• _Task_: All entries are to be returned verbatim.

• _Data for review_:
--------

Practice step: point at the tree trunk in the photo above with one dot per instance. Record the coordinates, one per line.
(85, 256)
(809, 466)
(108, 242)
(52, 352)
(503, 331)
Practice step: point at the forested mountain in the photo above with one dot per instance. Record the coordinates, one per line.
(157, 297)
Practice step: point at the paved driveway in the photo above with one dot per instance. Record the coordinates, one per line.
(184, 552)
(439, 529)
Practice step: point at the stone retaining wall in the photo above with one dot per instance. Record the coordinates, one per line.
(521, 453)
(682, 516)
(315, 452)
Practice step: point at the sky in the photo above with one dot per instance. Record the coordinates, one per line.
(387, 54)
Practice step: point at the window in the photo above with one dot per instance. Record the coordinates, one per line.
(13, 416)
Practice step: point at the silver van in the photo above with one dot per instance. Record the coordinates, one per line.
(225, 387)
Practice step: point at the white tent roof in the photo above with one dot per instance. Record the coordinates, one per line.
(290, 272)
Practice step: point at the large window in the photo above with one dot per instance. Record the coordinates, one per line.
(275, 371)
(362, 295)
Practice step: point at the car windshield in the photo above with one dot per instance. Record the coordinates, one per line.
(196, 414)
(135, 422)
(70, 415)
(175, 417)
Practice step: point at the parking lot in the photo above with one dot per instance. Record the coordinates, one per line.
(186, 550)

--------

• _Answer to the problem_:
Practice step: point at the tree trunk in the photo above with one dot per instance. Record the coordinates, one per line.
(85, 256)
(809, 466)
(108, 242)
(52, 352)
(503, 331)
Practice step: point at the forested mountain in the photo above with one dot per instance. Record the coordinates, one per line.
(157, 297)
Practice step: point at the paved driveway in the photo above with one dot per instance. Record the coordinates, one per line.
(184, 552)
(439, 529)
Practice step: point at the stone retaining wall in the photo above with one dot per instance. Record the coordinates, one per line.
(521, 453)
(682, 516)
(315, 452)
Practice step: point at the sky in the photo above with one dot per instance. Record the coordinates, one per line.
(387, 54)
Practice step: point at the window in the photo above with one dot per instance. Record the coordinates, one per line.
(13, 416)
Practice step: point at the silver van in the photo above with one dot per instance. Record the coordinates, one per line.
(225, 387)
Practice step: point at the white tent roof in the photo above with one dot per instance. Record the coordinates, one per line.
(290, 272)
Practice step: point at the large window in the photo above with one dot per instance. Record the coordinates, one per line.
(275, 371)
(362, 295)
Practice step: point at the car windshield in the photo above with one dot per instance. Record the coordinates, one per line.
(196, 414)
(135, 422)
(70, 415)
(175, 417)
Practice step: point at the parking lot in the photo above with one dot per instance. Record the coordinates, one per line.
(186, 550)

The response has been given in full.